Dataset excerpts:
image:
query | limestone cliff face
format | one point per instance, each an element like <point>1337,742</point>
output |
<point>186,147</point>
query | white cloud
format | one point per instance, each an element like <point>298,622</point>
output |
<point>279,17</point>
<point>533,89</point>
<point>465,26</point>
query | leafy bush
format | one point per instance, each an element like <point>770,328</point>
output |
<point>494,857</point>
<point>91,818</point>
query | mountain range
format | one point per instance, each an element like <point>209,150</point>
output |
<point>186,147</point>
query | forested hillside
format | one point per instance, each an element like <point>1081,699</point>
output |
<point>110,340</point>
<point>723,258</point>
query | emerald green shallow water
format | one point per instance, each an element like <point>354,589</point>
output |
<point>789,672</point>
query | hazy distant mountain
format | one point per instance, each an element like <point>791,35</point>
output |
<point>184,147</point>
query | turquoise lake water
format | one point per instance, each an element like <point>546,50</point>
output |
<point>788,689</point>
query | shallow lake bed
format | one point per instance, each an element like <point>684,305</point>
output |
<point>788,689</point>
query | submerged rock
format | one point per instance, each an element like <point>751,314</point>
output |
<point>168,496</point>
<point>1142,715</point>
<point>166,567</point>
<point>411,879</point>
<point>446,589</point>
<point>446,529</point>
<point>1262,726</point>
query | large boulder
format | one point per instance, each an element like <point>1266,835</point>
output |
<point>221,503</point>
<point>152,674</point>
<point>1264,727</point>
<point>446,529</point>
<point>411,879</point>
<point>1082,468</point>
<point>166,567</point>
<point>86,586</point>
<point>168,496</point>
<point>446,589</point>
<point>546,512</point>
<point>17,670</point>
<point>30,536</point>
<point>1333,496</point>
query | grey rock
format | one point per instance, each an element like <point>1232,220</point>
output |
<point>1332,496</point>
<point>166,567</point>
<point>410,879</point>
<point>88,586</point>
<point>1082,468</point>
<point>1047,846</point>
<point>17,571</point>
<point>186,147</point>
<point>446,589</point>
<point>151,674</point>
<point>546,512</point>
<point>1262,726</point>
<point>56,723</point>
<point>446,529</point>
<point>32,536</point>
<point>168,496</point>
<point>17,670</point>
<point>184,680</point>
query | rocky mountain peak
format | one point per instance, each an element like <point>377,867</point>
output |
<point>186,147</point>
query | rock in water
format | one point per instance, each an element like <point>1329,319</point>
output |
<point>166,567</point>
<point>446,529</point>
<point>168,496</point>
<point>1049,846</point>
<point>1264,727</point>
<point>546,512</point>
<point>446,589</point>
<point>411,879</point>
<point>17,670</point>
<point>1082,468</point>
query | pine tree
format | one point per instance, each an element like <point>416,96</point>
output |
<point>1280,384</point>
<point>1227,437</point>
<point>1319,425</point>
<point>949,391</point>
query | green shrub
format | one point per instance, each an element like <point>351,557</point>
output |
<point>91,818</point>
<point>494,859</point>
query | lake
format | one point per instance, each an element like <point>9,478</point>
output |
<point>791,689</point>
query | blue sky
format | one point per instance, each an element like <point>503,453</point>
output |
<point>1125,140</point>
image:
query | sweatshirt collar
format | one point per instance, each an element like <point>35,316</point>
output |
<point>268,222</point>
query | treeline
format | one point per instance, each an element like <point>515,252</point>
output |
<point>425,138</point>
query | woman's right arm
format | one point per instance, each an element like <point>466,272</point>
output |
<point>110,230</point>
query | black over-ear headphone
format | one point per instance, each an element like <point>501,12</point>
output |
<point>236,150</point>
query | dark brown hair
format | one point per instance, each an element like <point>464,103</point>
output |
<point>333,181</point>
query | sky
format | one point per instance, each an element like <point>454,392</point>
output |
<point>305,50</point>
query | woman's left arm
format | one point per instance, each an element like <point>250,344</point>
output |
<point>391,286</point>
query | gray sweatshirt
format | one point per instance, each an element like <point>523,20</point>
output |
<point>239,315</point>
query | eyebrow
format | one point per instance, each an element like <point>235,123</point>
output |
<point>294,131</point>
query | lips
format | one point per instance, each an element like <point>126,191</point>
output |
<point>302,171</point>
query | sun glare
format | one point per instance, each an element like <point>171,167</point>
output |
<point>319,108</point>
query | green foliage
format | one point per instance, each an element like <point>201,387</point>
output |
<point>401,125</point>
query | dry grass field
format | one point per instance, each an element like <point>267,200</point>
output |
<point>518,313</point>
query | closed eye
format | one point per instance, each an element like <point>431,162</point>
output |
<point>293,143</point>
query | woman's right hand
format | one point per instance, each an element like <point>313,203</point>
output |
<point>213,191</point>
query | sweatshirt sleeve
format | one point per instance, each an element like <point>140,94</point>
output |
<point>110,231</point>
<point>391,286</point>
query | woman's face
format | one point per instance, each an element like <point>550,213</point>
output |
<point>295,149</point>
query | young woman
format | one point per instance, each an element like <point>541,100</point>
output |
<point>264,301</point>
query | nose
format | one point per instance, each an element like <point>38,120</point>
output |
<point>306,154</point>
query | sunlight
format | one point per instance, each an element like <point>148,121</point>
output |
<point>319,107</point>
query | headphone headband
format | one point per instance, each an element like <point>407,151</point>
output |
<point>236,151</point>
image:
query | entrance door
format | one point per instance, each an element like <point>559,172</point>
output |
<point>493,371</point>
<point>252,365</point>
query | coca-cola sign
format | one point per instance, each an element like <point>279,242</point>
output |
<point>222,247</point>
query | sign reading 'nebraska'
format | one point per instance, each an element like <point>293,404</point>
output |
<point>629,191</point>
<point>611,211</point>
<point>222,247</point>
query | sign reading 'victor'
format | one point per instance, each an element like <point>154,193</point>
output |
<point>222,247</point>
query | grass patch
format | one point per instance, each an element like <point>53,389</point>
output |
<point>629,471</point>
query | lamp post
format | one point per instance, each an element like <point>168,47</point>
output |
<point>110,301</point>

What you have to do: For this exercise, write all the records out again exactly.

Task response:
image:
query | limestone cliff face
format | one point per instance, each an element like <point>1337,742</point>
output |
<point>186,147</point>
query | white cloud
format | one point per instance, each an element like <point>298,622</point>
output |
<point>279,17</point>
<point>533,89</point>
<point>465,26</point>
query | leafy bush
format | one point per instance, each an element like <point>770,328</point>
output |
<point>494,857</point>
<point>91,818</point>
query | mountain range
format | one point per instance, each an element like <point>209,150</point>
output |
<point>186,147</point>
query | forested hillside
format | one point per instance, each an element like <point>1081,699</point>
output |
<point>110,340</point>
<point>723,258</point>
query | emerald green shallow water
format | one point per instance, each an element like <point>354,589</point>
output |
<point>789,672</point>
query | hazy distant mountain
format | one point per instance, each an element like <point>791,35</point>
output |
<point>184,147</point>
query | turquoise lake water
format | one point per instance, each an element like <point>546,50</point>
output |
<point>788,689</point>
query | shallow lake bed
format | one point per instance, each an element like <point>684,305</point>
output |
<point>788,689</point>
query | submerged rock
format | one point per instance, each an element like <point>751,314</point>
output |
<point>168,496</point>
<point>1142,715</point>
<point>166,567</point>
<point>411,879</point>
<point>446,589</point>
<point>446,529</point>
<point>1262,726</point>
query | large boulder
format | one point per instance, each an element like <point>1266,835</point>
output |
<point>221,503</point>
<point>152,674</point>
<point>1264,727</point>
<point>446,529</point>
<point>411,879</point>
<point>1082,468</point>
<point>166,567</point>
<point>86,586</point>
<point>168,496</point>
<point>446,589</point>
<point>546,512</point>
<point>17,670</point>
<point>30,536</point>
<point>1333,496</point>
query | grey rock
format | one point per instance, each an element like <point>1232,220</point>
output |
<point>1332,496</point>
<point>166,567</point>
<point>410,879</point>
<point>88,586</point>
<point>1082,468</point>
<point>1047,846</point>
<point>17,571</point>
<point>186,147</point>
<point>446,589</point>
<point>151,674</point>
<point>546,512</point>
<point>1262,726</point>
<point>56,723</point>
<point>446,529</point>
<point>32,536</point>
<point>168,496</point>
<point>17,670</point>
<point>184,680</point>
query | rocky mountain peak
format | one point per instance, each an element like <point>377,867</point>
output |
<point>186,147</point>
query | rock in water
format | one point per instance, each an element like <point>1329,319</point>
output |
<point>166,567</point>
<point>446,529</point>
<point>168,496</point>
<point>1049,846</point>
<point>1264,727</point>
<point>546,512</point>
<point>446,589</point>
<point>411,879</point>
<point>17,670</point>
<point>1082,468</point>
query | pine tree
format | one point per instance, each an element like <point>416,96</point>
output |
<point>1280,384</point>
<point>1227,437</point>
<point>1319,425</point>
<point>949,391</point>
query | green shrub
format | one point per instance, each an element like <point>351,557</point>
output |
<point>91,818</point>
<point>494,859</point>
query | lake
format | one point per instance, each an element like <point>9,478</point>
output |
<point>791,689</point>
query | blue sky
format | one point per instance, each an element like <point>503,453</point>
output |
<point>1125,140</point>
image:
query | sweatshirt collar
format | one point per instance, each an element like <point>35,316</point>
output |
<point>268,222</point>
query | treeline
format | one point per instance, each an element like <point>515,252</point>
output |
<point>425,138</point>
query | woman's right arm
format | one point per instance, each an element like <point>466,272</point>
output |
<point>110,230</point>
query | black over-ear headphone
format | one point per instance, each an element like <point>501,12</point>
output |
<point>236,150</point>
query | dark brown hair
format | one point per instance, each an element like <point>464,103</point>
output |
<point>333,181</point>
query | sky
format | one point per instance, each an element like <point>454,392</point>
output |
<point>305,50</point>
query | woman's left arm
format | one point per instance, each an element like <point>250,344</point>
output |
<point>391,286</point>
query | gray sweatshirt
format | one point per instance, each an element like <point>523,20</point>
output |
<point>239,315</point>
query | eyebrow
format | one point per instance, each an element like <point>235,123</point>
output |
<point>294,131</point>
query | lips
format | one point per instance, each an element like <point>126,191</point>
output |
<point>302,171</point>
query | sun glare
format | one point per instance, each an element like <point>171,167</point>
output |
<point>319,108</point>
query | green foliage
format | one point per instance, each an element like <point>201,387</point>
output |
<point>401,125</point>
query | dry grass field
format | one point per instance, each an element like <point>267,200</point>
output |
<point>518,313</point>
query | closed eye
format | one point per instance, each an element like <point>431,162</point>
output |
<point>293,143</point>
query | woman's right hand
format | one point per instance, each an element like <point>313,203</point>
output |
<point>213,191</point>
query | sweatshirt sleeve
format | one point per instance, each an element like <point>140,94</point>
output |
<point>110,231</point>
<point>391,286</point>
query | woman's face
format | one point per instance, each an element like <point>550,213</point>
output |
<point>295,149</point>
query | young woman
format | one point per instance, each an element like <point>541,100</point>
output |
<point>264,301</point>
query | nose
format | one point per instance, each an element like <point>38,120</point>
output |
<point>306,154</point>
query | sunlight
format | one point per instance, each an element like <point>148,121</point>
output |
<point>319,107</point>
query | headphone headband
format | one point per instance, each an element like <point>407,151</point>
output |
<point>236,151</point>
image:
query | entrance door
format | one point per instance, each an element like <point>559,172</point>
output |
<point>493,371</point>
<point>252,365</point>
query | coca-cola sign
format | one point per instance, each an element like <point>279,242</point>
output |
<point>222,247</point>
query | sign reading 'nebraska'
format | one point per instance, each an element like <point>293,404</point>
output |
<point>629,191</point>
<point>611,211</point>
<point>222,247</point>
query | sign reading 'victor'
format | one point per instance, each an element like <point>154,193</point>
output |
<point>222,247</point>
query | grass patch
format | one point per instance, each an element like <point>53,389</point>
output |
<point>629,471</point>
query | lamp post
format | one point per instance, each an element like <point>168,47</point>
output |
<point>110,301</point>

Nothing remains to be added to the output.